• ВЫБРАННЫЙ ОТРЫВОК:
Алексей: Да. Он – комсомолец, спортсмен. Он устремлен в будущее, в парадигме советского проекта, разумеется. Пропаганда постоянно готовила население к неизбежной и скорой войне, и он точно знал, на какой стороне будет воевать, для него такого вопроса вообще не было. При этом для многих, столкнувшихся с практикой режима большевиков в 20-е, потом в 30-е, этот выбор вовсе не был очевидным. Сложно было представить что-то худшее, чем террор, сопровождавший полное ограбление народа и последовавший за этим чудовищный голод. Но оказалось, что хуже может быть всегда.  

Тут понятно. И вам важно было показать разные взгляды украинцев в ситуации оккупации? 

Алексей: В 1941-1942, после чудовищного разгрома Красной Армии под Киевом, казалось, что нацисты здесь навсегда, как минимум на несколько поколений. Целый народ, миллионы людей разом были лишены всех прав, лишен судов и законов. Единственным законом для них стал приказ любого немецкого солдата.

• ИСХОДНЫЕ ЗАПИСИ:
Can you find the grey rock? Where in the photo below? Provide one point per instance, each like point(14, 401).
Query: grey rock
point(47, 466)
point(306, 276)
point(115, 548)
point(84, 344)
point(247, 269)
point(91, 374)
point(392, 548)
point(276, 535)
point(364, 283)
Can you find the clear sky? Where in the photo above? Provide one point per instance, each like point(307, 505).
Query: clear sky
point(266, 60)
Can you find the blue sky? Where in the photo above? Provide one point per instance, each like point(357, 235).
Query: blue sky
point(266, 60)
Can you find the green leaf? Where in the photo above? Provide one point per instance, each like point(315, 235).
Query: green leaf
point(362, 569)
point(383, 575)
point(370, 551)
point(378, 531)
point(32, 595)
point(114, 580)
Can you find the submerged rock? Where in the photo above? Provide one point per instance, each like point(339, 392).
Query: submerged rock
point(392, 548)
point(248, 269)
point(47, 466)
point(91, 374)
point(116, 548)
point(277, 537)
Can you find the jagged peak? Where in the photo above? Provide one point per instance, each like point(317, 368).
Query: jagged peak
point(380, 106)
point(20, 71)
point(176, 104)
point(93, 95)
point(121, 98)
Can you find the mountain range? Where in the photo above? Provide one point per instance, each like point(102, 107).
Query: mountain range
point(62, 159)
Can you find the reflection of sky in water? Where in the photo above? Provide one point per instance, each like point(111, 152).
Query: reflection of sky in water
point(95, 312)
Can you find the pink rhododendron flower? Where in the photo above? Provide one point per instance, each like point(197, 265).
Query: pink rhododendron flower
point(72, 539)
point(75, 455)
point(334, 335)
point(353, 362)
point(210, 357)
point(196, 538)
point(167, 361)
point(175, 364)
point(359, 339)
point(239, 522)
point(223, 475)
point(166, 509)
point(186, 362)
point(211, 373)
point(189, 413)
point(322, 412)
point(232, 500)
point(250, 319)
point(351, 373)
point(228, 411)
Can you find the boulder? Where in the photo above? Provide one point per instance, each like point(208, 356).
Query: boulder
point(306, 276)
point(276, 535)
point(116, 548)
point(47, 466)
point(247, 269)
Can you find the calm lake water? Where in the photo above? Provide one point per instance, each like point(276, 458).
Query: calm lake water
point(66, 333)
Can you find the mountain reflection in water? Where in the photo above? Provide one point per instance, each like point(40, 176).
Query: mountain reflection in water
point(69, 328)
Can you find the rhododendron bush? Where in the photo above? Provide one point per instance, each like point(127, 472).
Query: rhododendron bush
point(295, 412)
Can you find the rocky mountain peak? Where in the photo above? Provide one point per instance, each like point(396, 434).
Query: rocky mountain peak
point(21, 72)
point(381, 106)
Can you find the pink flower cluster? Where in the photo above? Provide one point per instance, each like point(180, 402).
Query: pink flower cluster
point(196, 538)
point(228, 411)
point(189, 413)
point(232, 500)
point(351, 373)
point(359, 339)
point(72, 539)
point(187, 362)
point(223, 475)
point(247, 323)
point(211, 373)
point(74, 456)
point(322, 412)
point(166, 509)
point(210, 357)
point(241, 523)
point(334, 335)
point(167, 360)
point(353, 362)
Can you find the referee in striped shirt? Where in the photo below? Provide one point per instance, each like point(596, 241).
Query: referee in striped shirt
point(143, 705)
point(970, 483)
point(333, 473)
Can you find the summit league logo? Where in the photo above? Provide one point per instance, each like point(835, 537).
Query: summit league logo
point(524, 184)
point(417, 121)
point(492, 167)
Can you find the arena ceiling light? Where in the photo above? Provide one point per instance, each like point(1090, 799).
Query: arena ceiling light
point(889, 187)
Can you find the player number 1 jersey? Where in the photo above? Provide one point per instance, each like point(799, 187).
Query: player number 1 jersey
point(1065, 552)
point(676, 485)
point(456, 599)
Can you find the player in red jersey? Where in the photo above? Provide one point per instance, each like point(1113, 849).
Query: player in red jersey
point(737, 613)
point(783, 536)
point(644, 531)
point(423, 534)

• ЗАДАНИЕ 1: Что, по словам Алексея в отрывке об оккупации, стало единственным законом для людей в 1941–1942 годах?
• ЗАДАНИЕ 2: Представьте строки записей между строкой, содержащей "Can you find the rocky", и строкой, содержащей "point(456, 599)", включительно в виде таблицы Markdown со столбцами «Номер» и «Строка», пропустив пустые строки.
Отрывок и записи — это отдельные, не связанные между собой материалы.

• ОТВЕТ 1: Приказ любого немецкого солдата.

• ОТВЕТ 2:
| Номер | Строка |
|---|---|
| 1 | Can you find the rocky mountain peak? Where in the photo above? Provide one point per instance, each like point(396, 434). |
| 2 | Query: rocky mountain peak |
| 3 | point(21, 72) |
| 4 | point(381, 106) |
| 5 | Can you find the pink flower cluster? Where in the photo above? Provide one point per instance, each like point(180, 402). |
| 6 | Query: pink flower cluster |
| 7 | point(196, 538) |
| 8 | point(228, 411) |
| 9 | point(189, 413) |
| 10 | point(232, 500) |
| 11 | point(351, 373) |
| 12 | point(359, 339) |
| 13 | point(72, 539) |
| 14 | point(187, 362) |
| 15 | point(223, 475) |
| 16 | point(247, 323) |
| 17 | point(211, 373) |
| 18 | point(74, 456) |
| 19 | point(322, 412) |
| 20 | point(166, 509) |
| 21 | point(210, 357) |
| 22 | point(241, 523) |
| 23 | point(334, 335) |
| 24 | point(167, 360) |
| 25 | point(353, 362) |
| 26 | Can you find the referee in striped shirt? Where in the photo below? Provide one point per instance, each like point(596, 241). |
| 27 | Query: referee in striped shirt |
| 28 | point(143, 705) |
| 29 | point(970, 483) |
| 30 | point(333, 473) |
| 31 | Can you find the summit league logo? Where in the photo above? Provide one point per instance, each like point(835, 537). |
| 32 | Query: summit league logo |
| 33 | point(524, 184) |
| 34 | point(417, 121) |
| 35 | point(492, 167) |
| 36 | Can you find the arena ceiling light? Where in the photo above? Provide one point per instance, each like point(1090, 799). |
| 37 | Query: arena ceiling light |
| 38 | point(889, 187) |
| 39 | Can you find the player number 1 jersey? Where in the photo above? Provide one point per instance, each like point(799, 187). |
| 40 | Query: player number 1 jersey |
| 41 | point(1065, 552) |
| 42 | point(676, 485) |
| 43 | point(456, 599) |